Task → Recast the listing below as a Markdown table with the columns "Row" and "Listing line": number each nonblank line and put the line itself beside its number, leaving out blank lines.

==== Information provided

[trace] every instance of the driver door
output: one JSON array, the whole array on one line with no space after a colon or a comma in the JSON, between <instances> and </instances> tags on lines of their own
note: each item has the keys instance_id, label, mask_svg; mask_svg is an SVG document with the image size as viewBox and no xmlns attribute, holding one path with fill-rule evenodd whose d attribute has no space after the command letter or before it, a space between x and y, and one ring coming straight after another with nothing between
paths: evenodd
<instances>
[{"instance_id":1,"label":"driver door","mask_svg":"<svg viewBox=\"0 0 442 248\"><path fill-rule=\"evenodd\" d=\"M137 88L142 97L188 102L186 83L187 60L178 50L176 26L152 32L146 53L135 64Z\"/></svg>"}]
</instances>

========

Solution to the problem →
| Row | Listing line |
|---|---|
| 1 | [trace] every instance of the driver door |
| 2 | output: one JSON array, the whole array on one line with no space after a colon or a comma in the JSON, between <instances> and </instances> tags on lines of their own |
| 3 | note: each item has the keys instance_id, label, mask_svg; mask_svg is an SVG document with the image size as viewBox and no xmlns attribute, holding one path with fill-rule evenodd whose d attribute has no space after the command letter or before it, a space between x and y, and one ring coming straight after another with nothing between |
| 4 | paths: evenodd |
| 5 | <instances> |
| 6 | [{"instance_id":1,"label":"driver door","mask_svg":"<svg viewBox=\"0 0 442 248\"><path fill-rule=\"evenodd\" d=\"M137 88L142 97L188 102L186 83L187 60L178 50L176 26L152 32L146 53L135 64Z\"/></svg>"}] |
| 7 | </instances> |